• [Kutipan Teks]:
++++

Sabtu dalam Oktaf Paska
April 18, 2020
Kisah Para Rasul 4: 13-21; Markus 16: 9-15
Ada yang menarik dalam perikop Injil hari ini. Yesus mencela ketidak-percayaan mereka dan kedegilan para murid, karena mereka ini tidak percaya akan kesaksian orang-orang yang telah melihat Yesus yang bangkit. Memang para murid ini sangat degil dan keras hati. Di khalayak ramai sudah mulai tersiar berita tentang kubur kosong dan orang-orang yang berjumpa dengan Yesus yang bangkit. Namun mereka tidak mudah percaya. Nanti ada yang ingin mencucukkan tangan di luka tangan dan lambung Yesus. Aneh memang.
Namun lebih aneh lagi, mereka yang susah percaya ini, malah disuruh pergi ke seluruh dunia dan memberitakan Injil kepada segala makhluk. Apa maksud Yesus ini? Apa yang ada di benaknya? Yesus sungguh penuh dengan paradoks.
Coba lihat dalam bacaan I. Petrus dan Yohanes tidak begitu diperhitungkan oleh Imam-imam Kepala, Tua-tua Jemaat (yang biasa dikenal sebagai Sanhedrin). Mengapa? Karena mereka orang-orang biasa yang tidak terpelajar. Tetapi jawaban mereka, taktik mereka (menghadirkan orang yang mengalami mukjizat di kanan kirinya) membuat Sanhedrin ini tidak mampu membantahnya. Mereka dilarang keras untuk berbicara tentang nama Yesus dan melakukan aksi besar dalam nama Yesus; tetapi mereka mengajukan pertanyaan retoris tentang pilihan yang benar: Ikut dan taat kepada kehendak manusia? Atau ikut dan taat kepada kehendak Allah? Mereka diadili dengan gigih tetapi mereka dibiarkan pergi.

++++

• [Data Masukan]:
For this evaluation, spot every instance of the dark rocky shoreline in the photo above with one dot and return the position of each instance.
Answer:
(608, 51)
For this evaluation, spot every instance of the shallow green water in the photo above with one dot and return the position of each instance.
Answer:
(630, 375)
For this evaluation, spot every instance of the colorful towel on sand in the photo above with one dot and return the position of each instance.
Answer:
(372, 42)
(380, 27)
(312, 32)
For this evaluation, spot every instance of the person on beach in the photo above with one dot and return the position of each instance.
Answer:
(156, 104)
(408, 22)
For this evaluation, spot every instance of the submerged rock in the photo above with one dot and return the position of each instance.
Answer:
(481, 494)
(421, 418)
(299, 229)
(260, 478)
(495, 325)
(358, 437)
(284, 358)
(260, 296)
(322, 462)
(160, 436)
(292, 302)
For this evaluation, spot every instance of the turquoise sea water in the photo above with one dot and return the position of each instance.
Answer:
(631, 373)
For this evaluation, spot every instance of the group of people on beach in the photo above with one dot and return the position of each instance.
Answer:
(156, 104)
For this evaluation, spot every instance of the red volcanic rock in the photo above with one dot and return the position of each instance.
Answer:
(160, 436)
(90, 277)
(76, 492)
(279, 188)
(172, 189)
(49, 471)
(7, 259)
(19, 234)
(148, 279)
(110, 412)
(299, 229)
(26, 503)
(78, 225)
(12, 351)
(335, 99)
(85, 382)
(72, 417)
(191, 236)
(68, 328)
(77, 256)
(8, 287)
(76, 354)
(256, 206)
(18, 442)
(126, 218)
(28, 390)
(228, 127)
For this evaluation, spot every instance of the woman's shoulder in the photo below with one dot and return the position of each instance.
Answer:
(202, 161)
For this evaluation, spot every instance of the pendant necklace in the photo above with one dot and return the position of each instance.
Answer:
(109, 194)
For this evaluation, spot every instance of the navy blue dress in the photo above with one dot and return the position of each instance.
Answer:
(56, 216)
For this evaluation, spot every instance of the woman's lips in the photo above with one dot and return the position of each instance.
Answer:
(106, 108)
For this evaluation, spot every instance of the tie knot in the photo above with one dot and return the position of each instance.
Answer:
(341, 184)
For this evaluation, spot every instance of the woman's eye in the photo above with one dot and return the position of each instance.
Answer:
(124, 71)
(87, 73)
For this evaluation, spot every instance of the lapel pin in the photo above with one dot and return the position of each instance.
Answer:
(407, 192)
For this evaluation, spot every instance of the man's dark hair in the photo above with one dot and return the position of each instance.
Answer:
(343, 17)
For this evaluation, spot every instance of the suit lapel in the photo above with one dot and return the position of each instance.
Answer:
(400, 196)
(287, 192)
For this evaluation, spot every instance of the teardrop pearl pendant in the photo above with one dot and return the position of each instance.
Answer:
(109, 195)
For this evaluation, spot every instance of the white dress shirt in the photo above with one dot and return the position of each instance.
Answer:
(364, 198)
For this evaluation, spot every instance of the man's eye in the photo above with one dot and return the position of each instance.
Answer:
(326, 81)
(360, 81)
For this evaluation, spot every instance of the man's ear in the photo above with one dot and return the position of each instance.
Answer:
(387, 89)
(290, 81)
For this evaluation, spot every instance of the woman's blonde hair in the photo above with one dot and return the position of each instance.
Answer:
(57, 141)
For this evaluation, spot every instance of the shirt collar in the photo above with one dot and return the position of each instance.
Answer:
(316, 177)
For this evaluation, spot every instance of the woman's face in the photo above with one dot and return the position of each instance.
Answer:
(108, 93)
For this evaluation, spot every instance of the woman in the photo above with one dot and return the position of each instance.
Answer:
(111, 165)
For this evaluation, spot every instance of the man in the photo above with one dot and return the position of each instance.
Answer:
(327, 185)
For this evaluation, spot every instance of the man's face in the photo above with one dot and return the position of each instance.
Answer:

++++

• [Soal Latihan A]: Ubahlah bagian renungan ini yang dimulai dengan kata-kata "Namun lebih aneh" dan berakhir dengan "mereka dibiarkan pergi.". Tuliskan kembali bagian itu dengan mengganti "Sanhedrin" menjadi "Mahkamah Agama".
• [Soal Latihan B]: Menurut renungan ini, mengapa Yesus mencela para murid? Jelaskan dalam satu sampai tiga kalimat.
• [Soal Latihan C]:
Jawablah pertanyaan berikut berdasarkan renungan ini.
(i) Perikop manakah yang disebut sebagai bacaan I?
(ii) Siapa saja yang biasa dikenal sebagai Sanhedrin?
(iii) Apa yang dilarang keras bagi Petrus dan Yohanes?

• [Jawaban Latihan A]:
Namun lebih aneh lagi, mereka yang susah percaya ini, malah disuruh pergi ke seluruh dunia dan memberitakan Injil kepada segala makhluk. Apa maksud Yesus ini? Apa yang ada di benaknya? Yesus sungguh penuh dengan paradoks.
Coba lihat dalam bacaan I. Petrus dan Yohanes tidak begitu diperhitungkan oleh Imam-imam Kepala, Tua-tua Jemaat (yang biasa dikenal sebagai Mahkamah Agama). Mengapa? Karena mereka orang-orang biasa yang tidak terpelajar. Tetapi jawaban mereka, taktik mereka (menghadirkan orang yang mengalami mukjizat di kanan kirinya) membuat Mahkamah Agama ini tidak mampu membantahnya. Mereka dilarang keras untuk berbicara tentang nama Yesus dan melakukan aksi besar dalam nama Yesus; tetapi mereka mengajukan pertanyaan retoris tentang pilihan yang benar: Ikut dan taat kepada kehendak manusia? Atau ikut dan taat kepada kehendak Allah? Mereka diadili dengan gigih tetapi mereka dibiarkan pergi.

• [Jawaban Latihan B]: Yesus mencela ketidakpercayaan dan kedegilan para murid. Mereka tidak percaya akan kesaksian orang-orang yang telah melihat Yesus yang bangkit.

• [Jawaban Latihan C]:
(i) Kisah Para Rasul 4: 13-21.
(ii) Imam-imam Kepala dan Tua-tua Jemaat.
(iii) Mereka dilarang berbicara tentang nama Yesus dan melakukan aksi besar dalam nama Yesus.